▶ [DATA IN THIS EXERCISE]:
• • • • • • •

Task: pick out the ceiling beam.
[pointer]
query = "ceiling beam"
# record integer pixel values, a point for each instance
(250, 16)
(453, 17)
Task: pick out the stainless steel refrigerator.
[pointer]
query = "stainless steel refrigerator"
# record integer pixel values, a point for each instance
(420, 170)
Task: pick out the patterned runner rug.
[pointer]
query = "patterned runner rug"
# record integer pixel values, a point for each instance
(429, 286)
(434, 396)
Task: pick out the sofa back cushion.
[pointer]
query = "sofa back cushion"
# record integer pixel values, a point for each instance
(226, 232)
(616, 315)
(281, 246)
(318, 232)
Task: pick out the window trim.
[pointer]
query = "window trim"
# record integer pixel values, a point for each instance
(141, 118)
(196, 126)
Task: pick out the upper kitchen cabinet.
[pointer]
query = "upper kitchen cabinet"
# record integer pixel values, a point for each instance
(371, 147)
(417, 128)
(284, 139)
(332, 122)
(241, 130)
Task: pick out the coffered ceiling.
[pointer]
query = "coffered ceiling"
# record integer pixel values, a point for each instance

• • • • • • •

▶ [TASK TO COMPLETE]: Output the records exactly, so that each line matches what was given.

▶ [SOLVED EXERCISE]:
Task: pick out the ceiling beam.
[pointer]
query = "ceiling beam"
# record integer pixel values, a point for each instance
(250, 16)
(453, 17)
Task: pick out the stainless steel refrigerator.
[pointer]
query = "stainless steel refrigerator"
# record integer pixel values, a point for each instance
(420, 170)
Task: pick out the patterned runner rug.
[pointer]
query = "patterned runner rug"
# record integer pixel values, a point for each instance
(429, 286)
(434, 396)
Task: pick out the sofa back cushion.
[pointer]
query = "sofa back cushion"
# record integer pixel values, a point for each instance
(226, 232)
(616, 315)
(281, 246)
(318, 232)
Task: pick out the window trim.
[pointer]
query = "window trim"
# record integer pixel values, a point for each instance
(141, 118)
(196, 126)
Task: pick out the upper kitchen cabinet.
[pointer]
query = "upper kitchen cabinet"
# record integer pixel values, a point for each instance
(371, 147)
(417, 128)
(284, 139)
(332, 122)
(241, 130)
Task: pick out the coffered ceiling.
[pointer]
query = "coffered ceiling"
# record integer pixel values, a point for each instance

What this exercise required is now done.